··· Data provided ···

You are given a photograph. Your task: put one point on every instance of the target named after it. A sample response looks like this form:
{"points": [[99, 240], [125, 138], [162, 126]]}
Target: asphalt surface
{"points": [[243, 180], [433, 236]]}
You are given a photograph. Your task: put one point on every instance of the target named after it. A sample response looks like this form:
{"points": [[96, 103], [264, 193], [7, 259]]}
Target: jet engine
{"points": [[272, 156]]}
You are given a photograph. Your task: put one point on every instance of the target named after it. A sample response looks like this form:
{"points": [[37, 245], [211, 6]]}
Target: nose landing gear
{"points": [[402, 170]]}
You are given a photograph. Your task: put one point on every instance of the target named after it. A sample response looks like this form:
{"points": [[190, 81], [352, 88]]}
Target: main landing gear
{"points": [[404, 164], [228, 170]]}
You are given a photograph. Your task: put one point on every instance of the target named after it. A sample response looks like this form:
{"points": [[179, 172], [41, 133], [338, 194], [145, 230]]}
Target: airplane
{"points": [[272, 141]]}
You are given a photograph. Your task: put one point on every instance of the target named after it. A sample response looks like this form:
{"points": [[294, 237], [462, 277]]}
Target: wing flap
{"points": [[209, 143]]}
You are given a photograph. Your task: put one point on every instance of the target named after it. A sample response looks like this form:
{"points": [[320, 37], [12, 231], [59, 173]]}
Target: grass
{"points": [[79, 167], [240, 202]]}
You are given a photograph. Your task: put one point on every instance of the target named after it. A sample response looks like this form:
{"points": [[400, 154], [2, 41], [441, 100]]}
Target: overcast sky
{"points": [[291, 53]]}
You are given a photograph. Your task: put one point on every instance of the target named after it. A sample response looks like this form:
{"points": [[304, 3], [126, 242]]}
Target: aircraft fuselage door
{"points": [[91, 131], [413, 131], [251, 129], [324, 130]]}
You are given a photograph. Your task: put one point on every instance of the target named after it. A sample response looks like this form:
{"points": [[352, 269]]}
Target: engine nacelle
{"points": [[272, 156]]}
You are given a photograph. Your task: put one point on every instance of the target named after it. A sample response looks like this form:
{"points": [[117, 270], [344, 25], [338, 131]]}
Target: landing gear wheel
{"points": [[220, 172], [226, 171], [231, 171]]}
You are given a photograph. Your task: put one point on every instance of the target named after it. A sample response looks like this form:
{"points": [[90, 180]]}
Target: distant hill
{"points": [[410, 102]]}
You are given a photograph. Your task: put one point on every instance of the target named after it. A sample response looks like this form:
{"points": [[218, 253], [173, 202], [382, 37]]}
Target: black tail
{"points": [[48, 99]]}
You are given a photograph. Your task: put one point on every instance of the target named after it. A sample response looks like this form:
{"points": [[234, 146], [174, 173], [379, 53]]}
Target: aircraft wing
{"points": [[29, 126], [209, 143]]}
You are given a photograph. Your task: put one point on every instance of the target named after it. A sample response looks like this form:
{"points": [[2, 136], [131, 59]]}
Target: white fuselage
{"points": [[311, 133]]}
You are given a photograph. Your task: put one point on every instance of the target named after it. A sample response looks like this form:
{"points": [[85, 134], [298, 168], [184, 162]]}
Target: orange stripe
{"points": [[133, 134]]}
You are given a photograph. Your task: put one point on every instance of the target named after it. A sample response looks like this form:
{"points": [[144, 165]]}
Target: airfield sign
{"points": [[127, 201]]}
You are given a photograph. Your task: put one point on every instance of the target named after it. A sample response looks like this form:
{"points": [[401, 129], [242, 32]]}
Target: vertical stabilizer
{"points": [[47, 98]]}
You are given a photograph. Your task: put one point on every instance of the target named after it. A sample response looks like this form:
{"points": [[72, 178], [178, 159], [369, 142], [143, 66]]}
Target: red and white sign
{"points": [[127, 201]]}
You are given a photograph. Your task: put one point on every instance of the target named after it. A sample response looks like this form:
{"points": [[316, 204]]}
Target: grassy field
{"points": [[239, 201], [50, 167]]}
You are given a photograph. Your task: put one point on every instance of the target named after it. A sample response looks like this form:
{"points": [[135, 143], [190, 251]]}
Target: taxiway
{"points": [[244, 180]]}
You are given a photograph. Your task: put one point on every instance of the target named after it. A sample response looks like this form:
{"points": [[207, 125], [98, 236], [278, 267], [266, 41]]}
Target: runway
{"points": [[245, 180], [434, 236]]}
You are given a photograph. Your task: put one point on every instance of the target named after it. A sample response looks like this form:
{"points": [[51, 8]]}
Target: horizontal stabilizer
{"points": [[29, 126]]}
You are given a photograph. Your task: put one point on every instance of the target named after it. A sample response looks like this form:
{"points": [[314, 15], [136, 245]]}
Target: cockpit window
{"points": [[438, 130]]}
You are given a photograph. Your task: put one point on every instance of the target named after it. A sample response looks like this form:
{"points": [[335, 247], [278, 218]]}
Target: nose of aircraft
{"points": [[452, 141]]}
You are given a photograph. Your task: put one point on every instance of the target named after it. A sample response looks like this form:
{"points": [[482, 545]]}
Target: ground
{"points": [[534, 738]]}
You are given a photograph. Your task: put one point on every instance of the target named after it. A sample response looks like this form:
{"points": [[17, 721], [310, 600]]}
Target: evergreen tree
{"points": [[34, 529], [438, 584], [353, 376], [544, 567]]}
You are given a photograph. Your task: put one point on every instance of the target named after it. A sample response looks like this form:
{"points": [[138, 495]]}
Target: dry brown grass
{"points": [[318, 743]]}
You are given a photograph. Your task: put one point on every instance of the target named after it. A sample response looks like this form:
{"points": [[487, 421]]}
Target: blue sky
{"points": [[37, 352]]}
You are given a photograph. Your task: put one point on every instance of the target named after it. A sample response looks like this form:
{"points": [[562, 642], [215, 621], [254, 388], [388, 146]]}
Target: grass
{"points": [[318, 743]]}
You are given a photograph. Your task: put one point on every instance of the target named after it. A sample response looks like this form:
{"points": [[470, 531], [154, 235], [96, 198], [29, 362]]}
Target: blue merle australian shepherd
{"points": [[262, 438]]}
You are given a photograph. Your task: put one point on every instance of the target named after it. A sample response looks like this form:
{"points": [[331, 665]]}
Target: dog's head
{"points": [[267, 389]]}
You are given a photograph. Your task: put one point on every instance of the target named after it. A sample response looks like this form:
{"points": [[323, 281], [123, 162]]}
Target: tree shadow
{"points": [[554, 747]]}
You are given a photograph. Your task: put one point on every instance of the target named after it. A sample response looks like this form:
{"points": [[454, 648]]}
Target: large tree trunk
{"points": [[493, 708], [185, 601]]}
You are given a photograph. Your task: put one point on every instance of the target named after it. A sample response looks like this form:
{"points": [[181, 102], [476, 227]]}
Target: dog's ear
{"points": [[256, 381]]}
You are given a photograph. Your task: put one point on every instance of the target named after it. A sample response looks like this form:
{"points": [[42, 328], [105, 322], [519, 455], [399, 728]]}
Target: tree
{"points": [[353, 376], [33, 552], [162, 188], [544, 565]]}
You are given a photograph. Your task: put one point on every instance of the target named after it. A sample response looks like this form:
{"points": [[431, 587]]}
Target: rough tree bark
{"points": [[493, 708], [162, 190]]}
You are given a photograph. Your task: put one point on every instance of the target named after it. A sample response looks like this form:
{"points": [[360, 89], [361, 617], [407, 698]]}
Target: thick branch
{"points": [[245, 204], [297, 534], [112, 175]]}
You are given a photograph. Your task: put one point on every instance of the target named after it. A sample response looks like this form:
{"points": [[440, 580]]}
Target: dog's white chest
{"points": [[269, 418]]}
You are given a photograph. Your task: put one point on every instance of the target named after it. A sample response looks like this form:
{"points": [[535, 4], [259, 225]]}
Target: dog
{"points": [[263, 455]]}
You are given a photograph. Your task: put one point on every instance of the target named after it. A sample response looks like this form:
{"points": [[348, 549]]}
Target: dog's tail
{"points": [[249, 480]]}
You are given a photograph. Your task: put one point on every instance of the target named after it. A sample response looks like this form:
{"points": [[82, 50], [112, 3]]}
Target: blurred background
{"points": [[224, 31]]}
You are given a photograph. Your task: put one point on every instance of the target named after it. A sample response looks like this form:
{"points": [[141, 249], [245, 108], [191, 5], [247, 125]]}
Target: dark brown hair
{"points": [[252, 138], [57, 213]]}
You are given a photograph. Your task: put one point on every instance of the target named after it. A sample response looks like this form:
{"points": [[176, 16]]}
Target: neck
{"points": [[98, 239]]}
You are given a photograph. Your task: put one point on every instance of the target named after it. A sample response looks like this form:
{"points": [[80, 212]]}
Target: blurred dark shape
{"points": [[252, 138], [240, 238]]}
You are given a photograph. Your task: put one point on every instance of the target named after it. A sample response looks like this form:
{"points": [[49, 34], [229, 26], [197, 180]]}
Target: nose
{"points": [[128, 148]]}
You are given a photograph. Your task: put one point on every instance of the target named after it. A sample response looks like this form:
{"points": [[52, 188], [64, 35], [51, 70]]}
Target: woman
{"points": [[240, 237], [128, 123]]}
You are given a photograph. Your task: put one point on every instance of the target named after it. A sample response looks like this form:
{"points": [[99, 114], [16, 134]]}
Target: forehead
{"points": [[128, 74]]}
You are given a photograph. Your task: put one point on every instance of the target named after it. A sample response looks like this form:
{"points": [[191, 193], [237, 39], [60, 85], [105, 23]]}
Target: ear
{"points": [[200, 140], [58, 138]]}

···

Work to be completed. Show every line above that contains the string "aircraft". Treat uppercase and lowercase as different.

Response for this exercise.
Target: aircraft fuselage door
Target: aircraft wing
Target: nose of aircraft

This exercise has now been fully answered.